* _TASK INSTRUCTIONS_: Revise the rows below by changing every "formatted sample" to "formatted template" and leaving all other text unchanged. Omit the pictures from your answer.

* _Contour labeling entries_:
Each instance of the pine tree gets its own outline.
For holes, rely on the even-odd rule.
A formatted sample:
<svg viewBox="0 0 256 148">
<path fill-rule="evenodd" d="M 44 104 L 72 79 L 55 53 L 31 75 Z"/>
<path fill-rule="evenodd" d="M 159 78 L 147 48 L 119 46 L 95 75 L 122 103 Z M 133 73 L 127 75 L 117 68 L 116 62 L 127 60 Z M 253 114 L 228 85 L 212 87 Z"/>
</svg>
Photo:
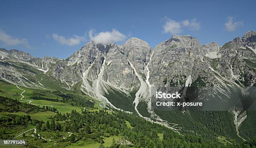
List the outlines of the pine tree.
<svg viewBox="0 0 256 148">
<path fill-rule="evenodd" d="M 70 135 L 70 136 L 69 137 L 69 139 L 70 140 L 70 141 L 71 142 L 74 142 L 75 138 L 75 137 L 74 136 L 74 134 L 72 134 L 71 135 Z"/>
<path fill-rule="evenodd" d="M 90 128 L 90 126 L 89 126 L 88 124 L 87 124 L 84 127 L 84 133 L 87 134 L 90 134 L 92 133 L 92 131 L 91 131 L 91 128 Z"/>
<path fill-rule="evenodd" d="M 54 120 L 51 120 L 51 125 L 50 125 L 50 128 L 51 130 L 55 130 L 55 122 Z"/>
<path fill-rule="evenodd" d="M 46 122 L 46 128 L 47 130 L 50 129 L 50 123 L 49 123 L 49 121 L 47 121 L 47 122 Z"/>
</svg>

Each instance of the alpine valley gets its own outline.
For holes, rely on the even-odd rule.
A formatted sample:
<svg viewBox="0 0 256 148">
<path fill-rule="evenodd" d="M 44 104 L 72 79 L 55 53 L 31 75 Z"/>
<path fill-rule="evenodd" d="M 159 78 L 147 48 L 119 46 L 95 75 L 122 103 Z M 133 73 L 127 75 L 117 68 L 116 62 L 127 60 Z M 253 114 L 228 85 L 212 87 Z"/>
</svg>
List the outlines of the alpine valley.
<svg viewBox="0 0 256 148">
<path fill-rule="evenodd" d="M 0 139 L 23 135 L 45 147 L 255 146 L 253 110 L 162 111 L 151 99 L 153 87 L 207 87 L 204 98 L 223 104 L 232 90 L 256 87 L 255 31 L 222 46 L 189 35 L 154 49 L 136 38 L 91 41 L 66 59 L 0 48 Z"/>
</svg>

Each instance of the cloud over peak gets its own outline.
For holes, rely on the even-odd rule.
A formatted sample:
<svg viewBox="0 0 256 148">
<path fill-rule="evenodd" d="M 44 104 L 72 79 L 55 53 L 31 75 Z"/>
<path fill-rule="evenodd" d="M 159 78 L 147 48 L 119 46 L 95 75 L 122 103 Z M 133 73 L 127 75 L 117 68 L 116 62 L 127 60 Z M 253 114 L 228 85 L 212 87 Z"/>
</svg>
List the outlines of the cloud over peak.
<svg viewBox="0 0 256 148">
<path fill-rule="evenodd" d="M 101 32 L 95 33 L 95 30 L 92 29 L 89 32 L 89 36 L 91 41 L 95 43 L 104 44 L 123 41 L 126 36 L 118 31 L 113 29 L 112 32 Z"/>
<path fill-rule="evenodd" d="M 243 21 L 233 22 L 235 17 L 228 17 L 228 22 L 225 23 L 225 28 L 228 31 L 234 31 L 238 27 L 243 25 Z"/>
<path fill-rule="evenodd" d="M 4 45 L 5 46 L 9 46 L 22 45 L 28 48 L 32 48 L 29 45 L 28 40 L 26 39 L 14 38 L 1 29 L 0 29 L 0 41 L 3 42 Z"/>
<path fill-rule="evenodd" d="M 193 31 L 199 30 L 201 28 L 200 23 L 197 22 L 195 19 L 190 20 L 186 20 L 181 22 L 177 22 L 166 17 L 164 19 L 166 20 L 165 23 L 163 26 L 165 33 L 178 34 L 182 32 L 182 28 L 184 27 L 188 28 L 189 29 Z"/>
<path fill-rule="evenodd" d="M 58 41 L 61 44 L 67 45 L 69 46 L 77 45 L 82 41 L 85 41 L 85 37 L 74 35 L 74 36 L 66 38 L 63 36 L 59 36 L 56 33 L 52 34 L 52 38 L 55 41 Z"/>
</svg>

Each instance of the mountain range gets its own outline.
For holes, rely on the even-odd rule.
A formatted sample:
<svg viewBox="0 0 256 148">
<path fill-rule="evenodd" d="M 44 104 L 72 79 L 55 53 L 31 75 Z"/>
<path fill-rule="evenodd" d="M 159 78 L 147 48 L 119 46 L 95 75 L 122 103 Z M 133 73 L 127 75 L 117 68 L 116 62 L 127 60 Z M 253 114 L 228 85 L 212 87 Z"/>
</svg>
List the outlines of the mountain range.
<svg viewBox="0 0 256 148">
<path fill-rule="evenodd" d="M 34 57 L 0 48 L 0 79 L 27 88 L 74 90 L 98 100 L 102 106 L 137 113 L 177 132 L 200 134 L 203 132 L 200 129 L 210 131 L 218 124 L 232 124 L 211 132 L 243 139 L 256 133 L 255 125 L 250 123 L 256 120 L 254 113 L 234 109 L 223 113 L 222 121 L 207 125 L 203 116 L 192 111 L 154 110 L 150 94 L 154 87 L 212 87 L 206 98 L 212 94 L 223 103 L 226 99 L 215 94 L 220 93 L 228 98 L 235 87 L 256 86 L 255 31 L 222 46 L 215 42 L 202 45 L 189 35 L 174 35 L 154 49 L 136 38 L 120 46 L 90 41 L 66 59 Z M 247 135 L 240 133 L 242 129 L 253 128 Z"/>
</svg>

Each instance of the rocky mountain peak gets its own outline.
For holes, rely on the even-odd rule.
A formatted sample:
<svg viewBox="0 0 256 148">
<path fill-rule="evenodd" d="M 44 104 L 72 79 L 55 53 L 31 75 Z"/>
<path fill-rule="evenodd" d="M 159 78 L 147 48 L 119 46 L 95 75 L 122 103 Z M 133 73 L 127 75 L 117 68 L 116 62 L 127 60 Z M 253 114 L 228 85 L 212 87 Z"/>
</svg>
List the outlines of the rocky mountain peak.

* _SOLUTION BELOW_:
Each instance of the pine tree gets its own outline.
For holes, rely on the even-odd rule.
A formatted template:
<svg viewBox="0 0 256 148">
<path fill-rule="evenodd" d="M 44 104 L 72 79 L 55 53 L 31 75 Z"/>
<path fill-rule="evenodd" d="M 159 78 L 147 48 L 119 46 L 95 75 L 122 103 Z M 133 73 L 127 75 L 117 68 L 116 62 L 127 60 Z M 253 114 L 228 85 L 212 87 Z"/>
</svg>
Photo:
List the outlines of the pine tree.
<svg viewBox="0 0 256 148">
<path fill-rule="evenodd" d="M 70 135 L 70 136 L 69 137 L 69 139 L 70 140 L 70 141 L 71 142 L 74 142 L 75 138 L 75 137 L 74 136 L 74 134 L 72 134 L 71 135 Z"/>
<path fill-rule="evenodd" d="M 90 128 L 90 126 L 89 126 L 88 124 L 87 124 L 84 127 L 84 133 L 87 134 L 90 134 L 92 133 L 92 131 L 91 131 L 91 128 Z"/>
<path fill-rule="evenodd" d="M 54 120 L 51 120 L 51 125 L 50 125 L 50 128 L 51 130 L 55 130 L 55 122 Z"/>
<path fill-rule="evenodd" d="M 46 122 L 46 128 L 47 130 L 50 129 L 50 123 L 49 123 L 49 121 L 47 121 L 47 122 Z"/>
</svg>

Each instance of the alpine valley gets its own outline.
For holes, rely on the even-odd rule.
A formatted template:
<svg viewBox="0 0 256 148">
<path fill-rule="evenodd" d="M 44 104 L 72 79 L 55 53 L 31 75 Z"/>
<path fill-rule="evenodd" d="M 159 78 L 147 48 L 119 46 L 95 75 L 122 103 Z M 133 73 L 127 75 L 117 68 L 116 62 L 127 60 Z M 253 114 L 228 85 L 212 87 Z"/>
</svg>
List the outlines of the alpine valley.
<svg viewBox="0 0 256 148">
<path fill-rule="evenodd" d="M 0 139 L 23 135 L 45 147 L 255 146 L 253 110 L 162 111 L 151 99 L 153 87 L 207 87 L 204 98 L 223 104 L 232 90 L 256 87 L 255 31 L 222 46 L 189 35 L 154 49 L 136 38 L 91 41 L 66 59 L 0 48 Z"/>
</svg>

Each instance of the cloud over peak gets its own outline.
For holes, rely on the even-odd rule.
A formatted template:
<svg viewBox="0 0 256 148">
<path fill-rule="evenodd" d="M 44 104 L 72 79 L 55 53 L 31 75 Z"/>
<path fill-rule="evenodd" d="M 159 78 L 147 48 L 119 46 L 95 75 L 122 103 Z M 133 73 L 127 75 L 117 68 L 116 62 L 127 60 Z M 253 114 L 228 85 L 212 87 Z"/>
</svg>
List the outlines of the cloud over peak.
<svg viewBox="0 0 256 148">
<path fill-rule="evenodd" d="M 101 32 L 95 33 L 95 30 L 92 29 L 89 32 L 89 36 L 91 41 L 95 43 L 104 44 L 123 41 L 126 36 L 118 31 L 113 29 L 112 32 Z"/>
<path fill-rule="evenodd" d="M 243 21 L 233 22 L 235 17 L 228 17 L 228 22 L 225 23 L 225 28 L 228 31 L 234 31 L 238 27 L 243 25 Z"/>
<path fill-rule="evenodd" d="M 4 45 L 5 46 L 9 46 L 22 45 L 28 48 L 32 48 L 29 45 L 28 40 L 26 39 L 14 38 L 1 29 L 0 29 L 0 41 L 3 42 Z"/>
<path fill-rule="evenodd" d="M 193 31 L 199 30 L 201 28 L 200 23 L 197 22 L 195 19 L 190 20 L 186 20 L 181 22 L 177 22 L 166 17 L 164 19 L 166 20 L 165 23 L 163 26 L 165 33 L 178 34 L 182 32 L 182 28 L 184 27 L 188 28 L 189 29 Z"/>
<path fill-rule="evenodd" d="M 58 41 L 61 44 L 67 45 L 69 46 L 77 45 L 82 41 L 85 41 L 85 37 L 74 35 L 74 36 L 66 38 L 63 36 L 59 36 L 56 33 L 52 34 L 52 38 L 55 41 Z"/>
</svg>

Each instance of the mountain range gets its own outline.
For holes, rely on the even-odd rule.
A formatted template:
<svg viewBox="0 0 256 148">
<path fill-rule="evenodd" d="M 44 104 L 72 79 L 55 53 L 31 75 Z"/>
<path fill-rule="evenodd" d="M 159 78 L 147 48 L 119 46 L 95 75 L 122 103 Z M 133 73 L 127 75 L 117 68 L 116 62 L 127 60 Z M 253 114 L 228 85 L 212 87 Z"/>
</svg>
List the outlines of the mountain range.
<svg viewBox="0 0 256 148">
<path fill-rule="evenodd" d="M 34 57 L 0 48 L 0 79 L 27 88 L 74 90 L 98 100 L 102 106 L 137 113 L 177 132 L 200 134 L 203 132 L 200 129 L 210 131 L 218 124 L 232 124 L 211 132 L 243 139 L 256 133 L 255 125 L 250 123 L 256 120 L 254 113 L 234 109 L 223 113 L 222 121 L 207 125 L 203 116 L 192 111 L 154 110 L 150 94 L 154 87 L 212 87 L 206 98 L 212 94 L 223 103 L 226 99 L 215 94 L 220 93 L 228 98 L 235 87 L 256 86 L 255 31 L 222 46 L 215 42 L 202 45 L 189 35 L 174 35 L 154 49 L 136 38 L 120 46 L 90 41 L 66 59 Z M 247 135 L 240 133 L 242 129 L 253 128 Z"/>
</svg>

Each instance of the rocky mountain peak gets its own outline.
For holes, rely on the even-odd rule.
A formatted template:
<svg viewBox="0 0 256 148">
<path fill-rule="evenodd" d="M 44 104 L 72 79 L 55 53 L 31 75 Z"/>
<path fill-rule="evenodd" d="M 159 78 L 147 48 L 119 46 L 95 75 L 122 103 Z M 133 73 L 127 75 L 117 68 L 116 62 L 127 60 Z M 253 114 L 228 85 L 212 87 Z"/>
</svg>
List the outlines of the rocky mountain peak.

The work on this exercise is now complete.